■ **Task description**
What lines below mention the word "that"? Copy each one.

■ **Records provided**

BEGIN

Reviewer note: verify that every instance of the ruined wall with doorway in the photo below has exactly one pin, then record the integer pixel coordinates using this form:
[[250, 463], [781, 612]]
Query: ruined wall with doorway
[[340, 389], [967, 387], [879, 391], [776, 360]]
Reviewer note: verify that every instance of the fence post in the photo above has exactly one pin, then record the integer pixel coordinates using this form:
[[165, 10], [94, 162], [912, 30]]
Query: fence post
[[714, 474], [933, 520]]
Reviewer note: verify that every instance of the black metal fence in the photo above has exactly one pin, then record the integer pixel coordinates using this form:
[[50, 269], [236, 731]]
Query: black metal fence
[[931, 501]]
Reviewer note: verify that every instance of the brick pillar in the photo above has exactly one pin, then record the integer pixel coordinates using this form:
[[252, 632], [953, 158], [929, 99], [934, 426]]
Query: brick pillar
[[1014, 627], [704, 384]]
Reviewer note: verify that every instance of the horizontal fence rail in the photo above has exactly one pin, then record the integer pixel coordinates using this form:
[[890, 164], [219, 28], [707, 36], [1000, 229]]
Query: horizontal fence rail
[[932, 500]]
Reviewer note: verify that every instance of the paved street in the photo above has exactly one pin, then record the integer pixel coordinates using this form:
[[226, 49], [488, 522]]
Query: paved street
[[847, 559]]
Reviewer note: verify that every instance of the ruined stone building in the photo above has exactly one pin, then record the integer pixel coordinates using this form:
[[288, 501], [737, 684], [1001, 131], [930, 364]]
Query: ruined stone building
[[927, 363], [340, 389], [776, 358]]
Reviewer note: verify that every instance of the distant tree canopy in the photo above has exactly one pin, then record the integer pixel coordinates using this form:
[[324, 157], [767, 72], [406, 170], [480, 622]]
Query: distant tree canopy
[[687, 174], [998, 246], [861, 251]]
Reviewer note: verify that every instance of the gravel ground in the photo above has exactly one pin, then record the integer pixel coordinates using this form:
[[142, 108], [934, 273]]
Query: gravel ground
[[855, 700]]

END

■ **Completed task**
Reviewer note: verify that every instance of the ruined wall with doorway in the photo below has exactly one pin, then record the integer pixel coordinates using this form:
Reviewer note: verify that every instance of the fence post in the photo above has exactly one pin, then record the integer pixel coordinates using this form:
Reviewer note: verify that every instance of the black metal fence in the photo above has exactly one pin, then record the integer pixel coordinates using this form:
Reviewer note: verify that every instance of the brick pillar in the photo above has exactly one pin, then record the integer pixel coordinates using this form:
Reviewer note: verify that every instance of the horizontal fence rail in the photo above has exactly one pin, then record the integer pixel coordinates using this form:
Reviewer note: verify that every instance of the paved street in the photo above has exactly one pin, then record the integer pixel coordinates using this form:
Reviewer note: verify that every instance of the ruined stone building in the photo above has exactly one pin, then record the integer pixel coordinates using this form:
Reviewer note: verify that every instance of the distant tree canopy in the photo above has exactly one pin, then record the integer pixel coordinates using this form:
Reviewer note: verify that every instance of the gravel ground in the photo above has exactly one pin, then record the integer pixel coordinates using this form:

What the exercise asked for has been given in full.